◆ **Exercise requirements**:
Pull out each line of the entries below that contains the string "pink", and copy it. Match case exactly.

(Lines of data)
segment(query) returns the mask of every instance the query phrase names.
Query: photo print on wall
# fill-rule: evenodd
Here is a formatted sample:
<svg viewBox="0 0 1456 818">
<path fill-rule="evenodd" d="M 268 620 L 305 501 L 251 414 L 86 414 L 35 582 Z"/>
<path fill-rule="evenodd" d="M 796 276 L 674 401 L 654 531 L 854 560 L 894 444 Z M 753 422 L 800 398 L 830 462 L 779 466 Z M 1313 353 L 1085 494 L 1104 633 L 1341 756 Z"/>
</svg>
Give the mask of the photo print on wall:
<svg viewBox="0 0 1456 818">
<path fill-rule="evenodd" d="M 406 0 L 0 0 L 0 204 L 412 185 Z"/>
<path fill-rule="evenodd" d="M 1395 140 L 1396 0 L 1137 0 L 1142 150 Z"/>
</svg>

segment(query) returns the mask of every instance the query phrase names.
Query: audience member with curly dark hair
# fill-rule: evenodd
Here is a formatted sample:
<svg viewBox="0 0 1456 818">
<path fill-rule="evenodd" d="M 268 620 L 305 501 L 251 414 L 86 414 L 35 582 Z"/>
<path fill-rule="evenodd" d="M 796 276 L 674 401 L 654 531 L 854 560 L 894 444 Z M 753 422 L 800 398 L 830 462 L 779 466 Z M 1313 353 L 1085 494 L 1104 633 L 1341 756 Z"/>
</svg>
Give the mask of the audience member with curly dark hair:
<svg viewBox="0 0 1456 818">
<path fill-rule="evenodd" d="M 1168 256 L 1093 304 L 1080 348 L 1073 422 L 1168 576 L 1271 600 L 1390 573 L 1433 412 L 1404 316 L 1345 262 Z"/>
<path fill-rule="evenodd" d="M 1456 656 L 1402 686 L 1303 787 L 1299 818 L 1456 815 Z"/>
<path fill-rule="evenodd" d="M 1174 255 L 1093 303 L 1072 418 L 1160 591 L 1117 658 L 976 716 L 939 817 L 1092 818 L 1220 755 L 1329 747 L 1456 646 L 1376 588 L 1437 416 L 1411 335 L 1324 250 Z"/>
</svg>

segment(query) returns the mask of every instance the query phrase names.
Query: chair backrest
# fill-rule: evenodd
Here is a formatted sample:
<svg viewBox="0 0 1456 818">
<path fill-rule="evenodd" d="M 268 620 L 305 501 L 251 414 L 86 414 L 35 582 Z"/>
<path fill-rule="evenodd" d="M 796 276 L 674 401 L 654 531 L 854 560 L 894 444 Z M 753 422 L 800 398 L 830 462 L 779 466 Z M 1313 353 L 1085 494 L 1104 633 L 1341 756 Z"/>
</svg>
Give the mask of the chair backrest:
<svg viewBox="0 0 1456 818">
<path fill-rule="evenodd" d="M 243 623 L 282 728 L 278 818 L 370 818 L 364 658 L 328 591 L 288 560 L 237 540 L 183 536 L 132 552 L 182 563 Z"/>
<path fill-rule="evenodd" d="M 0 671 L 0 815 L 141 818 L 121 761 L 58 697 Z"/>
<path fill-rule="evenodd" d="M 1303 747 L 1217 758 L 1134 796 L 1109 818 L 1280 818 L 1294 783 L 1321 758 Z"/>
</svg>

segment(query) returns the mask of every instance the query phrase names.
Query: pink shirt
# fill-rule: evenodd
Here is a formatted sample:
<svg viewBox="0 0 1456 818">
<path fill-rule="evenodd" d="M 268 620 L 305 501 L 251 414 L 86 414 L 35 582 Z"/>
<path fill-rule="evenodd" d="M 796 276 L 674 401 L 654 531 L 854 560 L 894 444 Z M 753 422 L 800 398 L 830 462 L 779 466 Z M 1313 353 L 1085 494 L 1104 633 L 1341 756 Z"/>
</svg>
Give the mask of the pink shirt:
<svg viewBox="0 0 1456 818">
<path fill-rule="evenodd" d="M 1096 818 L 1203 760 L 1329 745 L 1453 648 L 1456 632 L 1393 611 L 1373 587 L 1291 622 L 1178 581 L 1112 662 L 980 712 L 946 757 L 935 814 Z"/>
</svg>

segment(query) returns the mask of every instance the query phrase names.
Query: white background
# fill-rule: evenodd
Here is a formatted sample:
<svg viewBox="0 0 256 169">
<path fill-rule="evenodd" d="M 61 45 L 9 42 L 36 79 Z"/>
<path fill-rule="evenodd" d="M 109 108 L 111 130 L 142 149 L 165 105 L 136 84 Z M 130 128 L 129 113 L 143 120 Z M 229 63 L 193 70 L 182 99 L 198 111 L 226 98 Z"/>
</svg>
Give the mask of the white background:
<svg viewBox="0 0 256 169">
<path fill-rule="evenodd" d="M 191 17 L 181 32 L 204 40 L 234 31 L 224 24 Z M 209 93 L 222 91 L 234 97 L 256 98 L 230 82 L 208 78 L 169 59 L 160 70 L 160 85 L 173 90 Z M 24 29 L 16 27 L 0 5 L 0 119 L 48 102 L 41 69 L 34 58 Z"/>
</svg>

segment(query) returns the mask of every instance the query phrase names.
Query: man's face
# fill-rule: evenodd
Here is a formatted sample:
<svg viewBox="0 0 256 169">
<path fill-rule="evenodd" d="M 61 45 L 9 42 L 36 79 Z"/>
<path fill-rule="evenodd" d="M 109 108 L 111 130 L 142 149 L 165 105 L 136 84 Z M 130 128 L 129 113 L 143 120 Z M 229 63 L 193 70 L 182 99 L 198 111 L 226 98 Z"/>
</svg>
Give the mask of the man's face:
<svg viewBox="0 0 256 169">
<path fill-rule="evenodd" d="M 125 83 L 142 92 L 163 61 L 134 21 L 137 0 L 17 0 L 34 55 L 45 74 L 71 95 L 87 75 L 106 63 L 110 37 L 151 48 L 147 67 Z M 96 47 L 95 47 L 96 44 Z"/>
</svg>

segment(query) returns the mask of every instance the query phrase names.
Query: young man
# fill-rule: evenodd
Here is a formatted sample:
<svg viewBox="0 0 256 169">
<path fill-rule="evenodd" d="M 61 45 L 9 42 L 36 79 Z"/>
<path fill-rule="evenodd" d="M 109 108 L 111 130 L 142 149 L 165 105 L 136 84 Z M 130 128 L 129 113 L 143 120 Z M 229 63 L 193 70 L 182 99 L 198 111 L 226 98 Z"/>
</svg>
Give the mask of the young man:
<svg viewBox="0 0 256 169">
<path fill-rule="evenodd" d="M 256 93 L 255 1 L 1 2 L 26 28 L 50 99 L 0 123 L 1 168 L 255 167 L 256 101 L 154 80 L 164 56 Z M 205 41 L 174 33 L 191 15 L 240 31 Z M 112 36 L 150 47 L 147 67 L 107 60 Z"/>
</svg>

◆ **Final result**:
Query: pink shirt
Give the mask of the pink shirt:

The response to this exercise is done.